[Records from a data source]
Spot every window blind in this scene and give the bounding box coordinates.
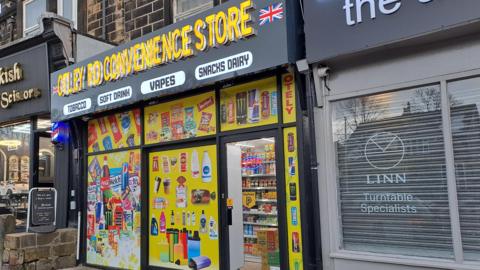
[448,78,480,261]
[333,85,453,258]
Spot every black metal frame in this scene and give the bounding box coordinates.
[78,68,309,269]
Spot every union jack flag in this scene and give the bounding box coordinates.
[259,3,284,25]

» THE TASK
Convert every line of the entries above into a numbered list, dropping any blank lines and leaving out the pictures.

» FULL RESPONSE
1. Spot every window blind in this scene and give the bounding box coordinates.
2. [448,78,480,261]
3. [333,85,453,258]
4. Spot every black metal frame in this scene and give the bounding box coordinates.
5. [78,68,309,269]
6. Spot every union jack flag in this scene and give the bounding box coordinates.
7. [259,3,284,25]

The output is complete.